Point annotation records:
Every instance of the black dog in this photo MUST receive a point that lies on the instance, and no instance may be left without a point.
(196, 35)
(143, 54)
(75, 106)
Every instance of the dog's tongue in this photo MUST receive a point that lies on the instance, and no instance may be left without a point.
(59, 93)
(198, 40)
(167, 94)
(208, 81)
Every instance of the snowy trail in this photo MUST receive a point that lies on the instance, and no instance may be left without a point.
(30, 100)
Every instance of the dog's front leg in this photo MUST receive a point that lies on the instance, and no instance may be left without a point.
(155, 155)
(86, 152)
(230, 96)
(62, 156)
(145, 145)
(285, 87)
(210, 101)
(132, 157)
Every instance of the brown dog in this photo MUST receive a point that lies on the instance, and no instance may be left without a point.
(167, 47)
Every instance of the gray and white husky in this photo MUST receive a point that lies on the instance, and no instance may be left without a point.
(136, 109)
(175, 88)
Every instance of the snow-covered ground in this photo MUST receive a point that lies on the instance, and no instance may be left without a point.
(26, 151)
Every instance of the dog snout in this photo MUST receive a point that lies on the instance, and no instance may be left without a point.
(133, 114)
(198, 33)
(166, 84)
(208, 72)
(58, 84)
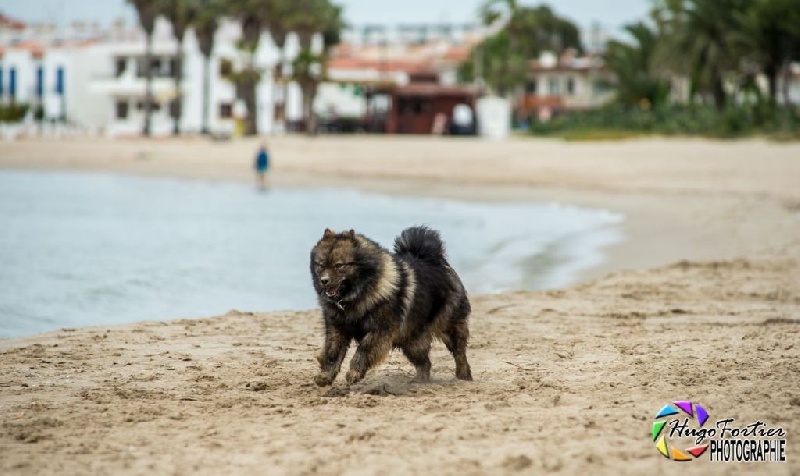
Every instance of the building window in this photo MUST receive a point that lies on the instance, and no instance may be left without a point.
(225, 110)
(119, 66)
(530, 86)
(552, 86)
(154, 106)
(122, 108)
(12, 84)
(60, 81)
(173, 67)
(39, 81)
(225, 68)
(175, 109)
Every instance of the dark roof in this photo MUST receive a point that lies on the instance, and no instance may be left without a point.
(430, 89)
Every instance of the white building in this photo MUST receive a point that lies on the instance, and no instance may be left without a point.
(98, 83)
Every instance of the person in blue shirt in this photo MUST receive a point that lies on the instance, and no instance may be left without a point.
(262, 165)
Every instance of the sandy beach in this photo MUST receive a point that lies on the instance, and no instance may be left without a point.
(701, 302)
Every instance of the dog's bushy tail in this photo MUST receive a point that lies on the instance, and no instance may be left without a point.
(423, 243)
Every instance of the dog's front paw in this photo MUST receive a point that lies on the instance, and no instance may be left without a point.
(323, 379)
(353, 376)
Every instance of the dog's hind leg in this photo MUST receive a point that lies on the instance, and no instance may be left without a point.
(455, 338)
(418, 352)
(371, 351)
(331, 357)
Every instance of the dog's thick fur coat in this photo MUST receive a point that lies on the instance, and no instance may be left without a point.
(386, 300)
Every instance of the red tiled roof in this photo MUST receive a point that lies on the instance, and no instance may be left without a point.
(11, 23)
(380, 65)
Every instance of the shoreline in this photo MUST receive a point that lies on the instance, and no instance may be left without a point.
(567, 381)
(662, 224)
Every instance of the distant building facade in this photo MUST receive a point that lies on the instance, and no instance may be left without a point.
(96, 78)
(562, 84)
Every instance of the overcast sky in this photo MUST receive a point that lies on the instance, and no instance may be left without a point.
(610, 13)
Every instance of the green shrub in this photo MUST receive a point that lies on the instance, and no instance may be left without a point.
(618, 121)
(13, 112)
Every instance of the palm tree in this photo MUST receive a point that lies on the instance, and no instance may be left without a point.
(705, 39)
(308, 69)
(632, 64)
(147, 10)
(181, 14)
(206, 23)
(278, 30)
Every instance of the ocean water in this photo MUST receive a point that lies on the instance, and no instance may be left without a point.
(82, 249)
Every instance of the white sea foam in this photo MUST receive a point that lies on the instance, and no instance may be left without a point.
(97, 249)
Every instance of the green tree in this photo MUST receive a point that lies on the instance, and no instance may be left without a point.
(205, 25)
(632, 63)
(253, 16)
(705, 39)
(181, 14)
(279, 30)
(308, 68)
(502, 59)
(147, 11)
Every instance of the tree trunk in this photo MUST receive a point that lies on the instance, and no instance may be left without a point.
(176, 124)
(148, 85)
(278, 91)
(205, 129)
(787, 82)
(718, 90)
(309, 94)
(771, 72)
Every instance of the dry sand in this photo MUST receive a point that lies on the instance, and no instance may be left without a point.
(567, 381)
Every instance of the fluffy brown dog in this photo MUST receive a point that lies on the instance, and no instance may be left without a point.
(386, 300)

Given task:
Each line from the one containing "Every instance of the green tree" to the end of the records should be echoed exactly, and no other line.

Answer to the exercise:
Every instance of the green tree in this photo MUST receive a point that lies on the instance, and no instance may be left without a point.
(205, 25)
(632, 63)
(253, 16)
(705, 39)
(181, 14)
(279, 30)
(308, 68)
(502, 59)
(147, 11)
Every instance of the tree trunk in this photo MUST receive a point that lies on the instance, and no instance may be left without a point.
(176, 124)
(148, 85)
(278, 91)
(205, 129)
(787, 82)
(718, 90)
(309, 94)
(771, 72)
Every instance of the dry sand in this photo MUST receive a point that lies on the instance, and no instance may be left without a point.
(567, 381)
Every instance of the fluffy brown dog in this photo MUST receive a point that lies on the instance, and no instance may be left without a point.
(386, 300)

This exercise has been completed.